**Trecho fornecido:**
--*--
O estudo se deteve sobre quatro espécies, a maior parte delas associada a grandes prejuízos na lavoura ou envolvida na transmissão de doenças. Foram analisados o mosquito causador da malária ( Anopheles gambiae ), que atinge cerca de 300 mil pessoas por ano em todo o mundo; a mosca-do-mediterrâneo ( Ceratitis capitata ), principal causadora de prejuízos em cultivos de frutas cítricas; e a lagarta-da-espiga-de-milho ( Heliothis zea ), que em sua fase adulta se transforma em mariposa e é responsável por grandes perdas nas lavouras de milho. Os cientistas avaliaram também a mosca-das-frutas ( Drosophila melanogaster ), um organismo modelo em estudos genéticos, que teve seu DNA seqüenciado em 2000.

O sentido do olfato de grande parte dos insetos funciona graças a um mecanismo bastante simples. Suas antenas são cobertas por pequenos pêlos sensíveis aos diferentes cheiros do ambiente. O contato das moléculas olfativas com esses pêlos funciona como um gatilho para os receptores olfativos que atuam nos extremos das células nervosas. Quando esses receptores são acionados, o organismo reconhece o cheiro. Há grupos específicos de receptores para cada espécie.

A equipe procurou identificar a região do DNA responsável pelo funcionamento dos receptores olfativos de cada uma das quatro espécies estudadas e constatou que se tratava de um mesmo gene para todas elas. A descoberta é surpreendente, pois esses insetos se diferenciaram na linha evolutiva há cerca de 250 milhões de anos.

A conclusão dos testes recentes representa a confirmação de uma suspeita levantada por um estudo de 2001. Pesquisadores dessa mesma equipe haviam implantado nessa ocasião o gene Or83b retirado de diferentes espécies em moscas-da-frutas mutantes, das quais esse mesmo gene havia sido retirado. O resultado do experimento foi a restauração total do olfato das moscas.
--*--
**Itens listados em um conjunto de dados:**
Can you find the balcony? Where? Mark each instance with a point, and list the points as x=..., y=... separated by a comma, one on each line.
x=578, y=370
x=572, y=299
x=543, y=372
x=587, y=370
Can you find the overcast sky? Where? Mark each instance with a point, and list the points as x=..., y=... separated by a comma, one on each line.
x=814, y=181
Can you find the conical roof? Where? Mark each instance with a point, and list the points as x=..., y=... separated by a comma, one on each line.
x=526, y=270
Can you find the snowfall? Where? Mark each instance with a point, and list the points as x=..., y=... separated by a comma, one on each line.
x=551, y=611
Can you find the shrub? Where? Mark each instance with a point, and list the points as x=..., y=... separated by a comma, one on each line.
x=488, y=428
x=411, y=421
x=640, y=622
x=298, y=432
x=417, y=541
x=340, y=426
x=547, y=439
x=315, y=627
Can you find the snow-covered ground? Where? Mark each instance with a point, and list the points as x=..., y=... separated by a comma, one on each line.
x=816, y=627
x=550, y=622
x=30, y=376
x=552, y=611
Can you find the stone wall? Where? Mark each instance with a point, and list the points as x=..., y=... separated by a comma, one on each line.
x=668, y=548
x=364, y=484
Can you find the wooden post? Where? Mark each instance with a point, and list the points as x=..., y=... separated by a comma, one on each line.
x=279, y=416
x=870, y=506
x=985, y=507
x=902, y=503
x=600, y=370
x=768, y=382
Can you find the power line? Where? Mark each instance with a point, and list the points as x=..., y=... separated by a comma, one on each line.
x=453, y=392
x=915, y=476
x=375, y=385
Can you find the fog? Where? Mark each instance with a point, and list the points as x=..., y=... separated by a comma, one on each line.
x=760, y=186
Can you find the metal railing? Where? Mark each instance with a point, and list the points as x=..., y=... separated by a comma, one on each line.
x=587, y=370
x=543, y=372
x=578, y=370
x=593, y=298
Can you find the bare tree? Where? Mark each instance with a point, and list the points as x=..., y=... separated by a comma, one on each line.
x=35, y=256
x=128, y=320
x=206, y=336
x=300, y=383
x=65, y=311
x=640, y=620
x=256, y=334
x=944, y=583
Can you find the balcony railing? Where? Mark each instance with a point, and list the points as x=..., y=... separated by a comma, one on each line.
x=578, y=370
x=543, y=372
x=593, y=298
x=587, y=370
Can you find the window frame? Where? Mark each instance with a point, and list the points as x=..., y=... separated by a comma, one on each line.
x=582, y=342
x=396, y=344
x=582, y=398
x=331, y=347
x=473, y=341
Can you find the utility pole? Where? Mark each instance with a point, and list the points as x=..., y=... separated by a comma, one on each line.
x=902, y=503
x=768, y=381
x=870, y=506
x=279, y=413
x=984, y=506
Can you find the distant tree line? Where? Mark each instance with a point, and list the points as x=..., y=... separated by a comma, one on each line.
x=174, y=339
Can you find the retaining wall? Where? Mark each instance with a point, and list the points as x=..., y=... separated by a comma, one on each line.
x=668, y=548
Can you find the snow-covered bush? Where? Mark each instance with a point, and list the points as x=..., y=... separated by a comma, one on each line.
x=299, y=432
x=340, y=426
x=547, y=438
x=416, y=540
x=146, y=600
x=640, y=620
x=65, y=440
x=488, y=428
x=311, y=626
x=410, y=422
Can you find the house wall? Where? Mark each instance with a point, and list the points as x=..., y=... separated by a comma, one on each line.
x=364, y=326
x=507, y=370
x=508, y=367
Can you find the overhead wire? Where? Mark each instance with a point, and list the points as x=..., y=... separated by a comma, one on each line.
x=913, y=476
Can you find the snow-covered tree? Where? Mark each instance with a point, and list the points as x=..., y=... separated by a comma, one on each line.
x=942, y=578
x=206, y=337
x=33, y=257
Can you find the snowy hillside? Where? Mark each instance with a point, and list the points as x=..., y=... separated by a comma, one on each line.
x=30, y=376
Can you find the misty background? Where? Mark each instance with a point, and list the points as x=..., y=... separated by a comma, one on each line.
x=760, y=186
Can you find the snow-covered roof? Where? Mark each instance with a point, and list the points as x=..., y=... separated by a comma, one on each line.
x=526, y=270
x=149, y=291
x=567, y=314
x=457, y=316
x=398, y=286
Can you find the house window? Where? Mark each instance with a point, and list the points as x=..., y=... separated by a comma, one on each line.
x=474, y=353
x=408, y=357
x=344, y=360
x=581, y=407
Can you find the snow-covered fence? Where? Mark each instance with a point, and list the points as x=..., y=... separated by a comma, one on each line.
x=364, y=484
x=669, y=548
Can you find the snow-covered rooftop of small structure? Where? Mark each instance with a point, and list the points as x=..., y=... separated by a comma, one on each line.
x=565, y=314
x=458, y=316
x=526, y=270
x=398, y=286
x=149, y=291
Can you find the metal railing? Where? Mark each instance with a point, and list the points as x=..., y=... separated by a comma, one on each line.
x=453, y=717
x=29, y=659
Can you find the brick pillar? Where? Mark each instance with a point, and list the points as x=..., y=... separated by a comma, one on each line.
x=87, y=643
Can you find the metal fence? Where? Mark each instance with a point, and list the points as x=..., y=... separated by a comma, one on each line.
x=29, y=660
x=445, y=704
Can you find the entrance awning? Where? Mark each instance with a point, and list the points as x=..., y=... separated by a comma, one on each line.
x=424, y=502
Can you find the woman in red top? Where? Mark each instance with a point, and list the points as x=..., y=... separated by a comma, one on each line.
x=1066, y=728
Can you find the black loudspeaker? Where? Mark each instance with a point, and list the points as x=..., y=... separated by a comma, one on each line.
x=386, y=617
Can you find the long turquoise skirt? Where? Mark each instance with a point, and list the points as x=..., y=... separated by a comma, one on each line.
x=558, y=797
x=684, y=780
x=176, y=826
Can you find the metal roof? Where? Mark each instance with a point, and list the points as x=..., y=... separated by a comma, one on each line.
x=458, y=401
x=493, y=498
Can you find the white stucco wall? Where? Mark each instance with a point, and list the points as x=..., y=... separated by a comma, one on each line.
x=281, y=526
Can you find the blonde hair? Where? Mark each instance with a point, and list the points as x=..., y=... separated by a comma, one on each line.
--*--
**Detalhes da tarefa:** Reproduza na íntegra o texto sobre o olfato dos insetos, sem mudar uma vírgula.

**Resposta esperada:**
O estudo se deteve sobre quatro espécies, a maior parte delas associada a grandes prejuízos na lavoura ou envolvida na transmissão de doenças. Foram analisados o mosquito causador da malária ( Anopheles gambiae ), que atinge cerca de 300 mil pessoas por ano em todo o mundo; a mosca-do-mediterrâneo ( Ceratitis capitata ), principal causadora de prejuízos em cultivos de frutas cítricas; e a lagarta-da-espiga-de-milho ( Heliothis zea ), que em sua fase adulta se transforma em mariposa e é responsável por grandes perdas nas lavouras de milho. Os cientistas avaliaram também a mosca-das-frutas ( Drosophila melanogaster ), um organismo modelo em estudos genéticos, que teve seu DNA seqüenciado em 2000.

O sentido do olfato de grande parte dos insetos funciona graças a um mecanismo bastante simples. Suas antenas são cobertas por pequenos pêlos sensíveis aos diferentes cheiros do ambiente. O contato das moléculas olfativas com esses pêlos funciona como um gatilho para os receptores olfativos que atuam nos extremos das células nervosas. Quando esses receptores são acionados, o organismo reconhece o cheiro. Há grupos específicos de receptores para cada espécie.

A equipe procurou identificar a região do DNA responsável pelo funcionamento dos receptores olfativos de cada uma das quatro espécies estudadas e constatou que se tratava de um mesmo gene para todas elas. A descoberta é surpreendente, pois esses insetos se diferenciaram na linha evolutiva há cerca de 250 milhões de anos.

A conclusão dos testes recentes representa a confirmação de uma suspeita levantada por um estudo de 2001. Pesquisadores dessa mesma equipe haviam implantado nessa ocasião o gene Or83b retirado de diferentes espécies em moscas-da-frutas mutantes, das quais esse mesmo gene havia sido retirado. O resultado do experimento foi a restauração total do olfato das moscas.